- _Exercise task_
Please rewrite the lines between the one holding "Compliance review: the machine" and the one holding "109;148;164;222", inclusive, swapping "photograph" for "image" and leaving everything else unchanged. Give only those lines.

* Start *

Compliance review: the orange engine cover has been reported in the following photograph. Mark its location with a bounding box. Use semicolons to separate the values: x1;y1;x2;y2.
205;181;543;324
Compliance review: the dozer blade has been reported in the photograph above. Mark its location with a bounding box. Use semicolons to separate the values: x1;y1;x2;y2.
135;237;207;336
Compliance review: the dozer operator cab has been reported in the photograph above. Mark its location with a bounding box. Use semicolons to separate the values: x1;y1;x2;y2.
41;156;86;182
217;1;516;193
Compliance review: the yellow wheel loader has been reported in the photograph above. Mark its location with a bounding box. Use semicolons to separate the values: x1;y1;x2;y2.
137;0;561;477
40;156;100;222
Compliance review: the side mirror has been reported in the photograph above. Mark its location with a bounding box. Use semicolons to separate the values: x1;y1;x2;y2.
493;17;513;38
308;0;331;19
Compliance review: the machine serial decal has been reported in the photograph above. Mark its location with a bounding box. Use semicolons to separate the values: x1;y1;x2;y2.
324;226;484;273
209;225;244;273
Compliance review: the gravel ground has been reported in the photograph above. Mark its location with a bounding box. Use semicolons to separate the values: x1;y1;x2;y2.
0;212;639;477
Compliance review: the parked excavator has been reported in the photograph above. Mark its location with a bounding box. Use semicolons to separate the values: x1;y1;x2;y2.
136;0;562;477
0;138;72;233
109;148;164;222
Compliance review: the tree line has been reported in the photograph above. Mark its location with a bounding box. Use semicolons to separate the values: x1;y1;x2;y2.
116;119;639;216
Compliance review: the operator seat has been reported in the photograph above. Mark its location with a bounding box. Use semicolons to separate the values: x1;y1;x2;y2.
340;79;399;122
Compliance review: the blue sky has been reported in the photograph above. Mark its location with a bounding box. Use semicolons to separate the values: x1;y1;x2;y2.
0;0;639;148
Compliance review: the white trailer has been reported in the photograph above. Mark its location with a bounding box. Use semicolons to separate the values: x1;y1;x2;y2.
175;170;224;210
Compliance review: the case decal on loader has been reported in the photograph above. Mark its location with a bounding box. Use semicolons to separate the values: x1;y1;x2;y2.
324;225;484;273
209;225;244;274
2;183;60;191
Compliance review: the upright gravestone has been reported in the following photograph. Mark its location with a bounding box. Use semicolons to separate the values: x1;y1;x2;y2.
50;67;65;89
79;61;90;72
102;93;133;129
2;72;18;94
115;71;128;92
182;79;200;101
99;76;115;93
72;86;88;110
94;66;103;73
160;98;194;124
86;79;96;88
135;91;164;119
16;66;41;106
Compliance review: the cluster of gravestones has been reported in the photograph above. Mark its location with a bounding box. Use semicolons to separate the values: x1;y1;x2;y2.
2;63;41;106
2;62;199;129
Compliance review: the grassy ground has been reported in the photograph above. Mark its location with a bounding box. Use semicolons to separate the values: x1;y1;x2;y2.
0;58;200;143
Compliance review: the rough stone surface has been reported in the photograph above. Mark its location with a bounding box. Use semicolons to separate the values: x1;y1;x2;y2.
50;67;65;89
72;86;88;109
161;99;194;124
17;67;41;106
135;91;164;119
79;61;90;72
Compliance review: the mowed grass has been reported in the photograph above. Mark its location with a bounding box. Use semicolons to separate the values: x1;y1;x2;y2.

* End *

- _Final result_
Compliance review: the machine serial decal has been reported in the image above. Mark its location with a bounding box. Use semicolons to separate the values: x1;y1;x2;y2.
324;226;484;273
209;225;244;273
Compliance review: the gravel ground has been reported in the image above. Mark its location with a bounding box. Use semicolons to separate the values: x1;y1;x2;y2.
0;212;639;477
Compliance review: the parked excavator has been reported in the image above. Mark its location with a bounding box. Use semicolons to separate the values: x1;y1;x2;y2.
136;0;562;477
0;138;72;233
109;148;164;222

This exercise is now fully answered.